But I have some problems with restful_apt test, hope to get some help here.

test with commit : https://github.com/microsoft/DeepSpeed-MII/commit/ddbc6fc11b914abc2f166f346845f2476f61bfe7 gpu: NVidia A10

launch service

import mii

model_name_or_path = "/dataset/huggyllama/llama-7b"
max_model_length = 2048

mii.serve(
    model_name_or_path=model_name_or_path,
    max_length=max_model_length,
    deployment_name="mii_test",
    tensor_parallel=1,
    replica_num=1,
    enable_restful_api=True,
    restful_api_port=8000,
    )

test with curl

curl --header "Content-Type: application/json" --request POST  -d '{"prompts": "[DeepSpeed is]", "max_length": 128}' http://127.0.0.1:8000/mii/mii_test

And I got error

[2023-11-15 10:54:46,067] ERROR in app: Exception on /mii/mii_test [POST]
Traceback (most recent call last):
  File "/usr/local/lib/python3.10/dist-packages/flask/app.py", line 867, in full_dispatch_request
    rv = self.dispatch_request()
  File "/usr/local/lib/python3.10/dist-packages/flask/app.py", line 852, in dispatch_request
    return self.ensure_sync(self.view_functions[rule.endpoint])(**view_args)
  File "/usr/local/lib/python3.10/dist-packages/flask_restful/__init__.py", line 489, in wrapper
    resp = resource(*args, **kwargs)

(Pointing records)
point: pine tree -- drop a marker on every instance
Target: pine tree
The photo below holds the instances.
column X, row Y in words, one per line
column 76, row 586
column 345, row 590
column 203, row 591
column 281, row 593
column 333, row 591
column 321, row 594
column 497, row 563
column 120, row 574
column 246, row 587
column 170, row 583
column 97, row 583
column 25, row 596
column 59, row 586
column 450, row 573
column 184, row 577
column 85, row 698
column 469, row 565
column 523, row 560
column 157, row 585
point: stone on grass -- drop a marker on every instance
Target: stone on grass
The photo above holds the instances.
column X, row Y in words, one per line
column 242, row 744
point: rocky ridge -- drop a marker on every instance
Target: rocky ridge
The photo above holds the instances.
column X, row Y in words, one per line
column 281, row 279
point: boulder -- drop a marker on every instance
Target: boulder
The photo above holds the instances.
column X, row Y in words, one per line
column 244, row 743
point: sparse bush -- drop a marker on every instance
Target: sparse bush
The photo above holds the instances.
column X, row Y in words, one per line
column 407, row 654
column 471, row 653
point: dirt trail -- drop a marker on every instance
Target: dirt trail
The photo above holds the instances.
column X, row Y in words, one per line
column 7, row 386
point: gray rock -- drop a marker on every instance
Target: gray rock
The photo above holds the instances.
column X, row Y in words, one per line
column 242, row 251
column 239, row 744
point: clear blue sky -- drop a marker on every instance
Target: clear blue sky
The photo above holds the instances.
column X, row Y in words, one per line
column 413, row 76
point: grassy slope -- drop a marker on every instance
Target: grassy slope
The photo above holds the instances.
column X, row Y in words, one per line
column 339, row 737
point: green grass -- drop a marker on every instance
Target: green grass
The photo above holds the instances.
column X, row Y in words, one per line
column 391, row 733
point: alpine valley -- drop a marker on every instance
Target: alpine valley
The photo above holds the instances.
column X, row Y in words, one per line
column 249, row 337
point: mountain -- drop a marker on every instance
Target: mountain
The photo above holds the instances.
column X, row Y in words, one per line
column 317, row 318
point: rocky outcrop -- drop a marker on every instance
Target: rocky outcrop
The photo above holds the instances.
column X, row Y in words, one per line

Exercises to complete >>
(a) Rewrite the paragraph of the DeepSpeed-MII post that begins "test with commit" as a short list, keeping its main facts.
(b) Gather every line of the records that contains the string "gray". Case counts.

Per-task outputs >>
(a)
- Commit tested: https://github.com/microsoft/DeepSpeed-MII/commit/ddbc6fc11b914abc2f166f346845f2476f61bfe7
- GPU: NVidia A10

(b)
point: gray rock -- drop a marker on every instance
Target: gray rock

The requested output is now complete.